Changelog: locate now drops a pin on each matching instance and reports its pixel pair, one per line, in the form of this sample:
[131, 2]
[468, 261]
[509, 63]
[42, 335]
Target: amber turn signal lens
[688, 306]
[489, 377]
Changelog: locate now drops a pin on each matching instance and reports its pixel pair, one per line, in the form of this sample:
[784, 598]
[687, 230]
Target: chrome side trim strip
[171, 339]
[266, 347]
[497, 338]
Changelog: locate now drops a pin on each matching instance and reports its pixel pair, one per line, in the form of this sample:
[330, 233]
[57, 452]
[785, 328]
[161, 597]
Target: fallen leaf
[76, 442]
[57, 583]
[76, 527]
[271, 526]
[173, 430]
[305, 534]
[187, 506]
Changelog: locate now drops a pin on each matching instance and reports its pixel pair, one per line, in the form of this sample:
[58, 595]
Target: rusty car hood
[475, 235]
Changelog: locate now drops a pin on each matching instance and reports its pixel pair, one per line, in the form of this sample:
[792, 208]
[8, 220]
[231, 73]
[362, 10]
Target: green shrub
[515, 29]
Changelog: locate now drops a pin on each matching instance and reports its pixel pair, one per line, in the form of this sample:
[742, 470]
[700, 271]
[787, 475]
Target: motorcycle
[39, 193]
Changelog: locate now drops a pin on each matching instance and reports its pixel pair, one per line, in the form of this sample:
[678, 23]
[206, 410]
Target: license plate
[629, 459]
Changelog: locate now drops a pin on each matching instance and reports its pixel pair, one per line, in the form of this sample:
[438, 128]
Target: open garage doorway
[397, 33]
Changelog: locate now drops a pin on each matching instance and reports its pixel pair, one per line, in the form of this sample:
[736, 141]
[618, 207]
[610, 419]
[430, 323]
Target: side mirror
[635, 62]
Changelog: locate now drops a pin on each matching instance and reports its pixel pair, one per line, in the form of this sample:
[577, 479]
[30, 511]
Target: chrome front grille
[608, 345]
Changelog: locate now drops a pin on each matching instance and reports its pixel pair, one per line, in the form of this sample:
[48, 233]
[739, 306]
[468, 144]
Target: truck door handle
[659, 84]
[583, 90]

# # # # #

Please write out only the lines from the one containing "Target: chrome front grille" to the end of the records above, exactly, both ends included.

Target: chrome front grille
[608, 345]
Changelog: locate now drops a pin on each matching instance and reports its pixel pair, one per line, in the form of this sample:
[48, 233]
[739, 306]
[468, 144]
Target: truck door handle
[659, 84]
[583, 90]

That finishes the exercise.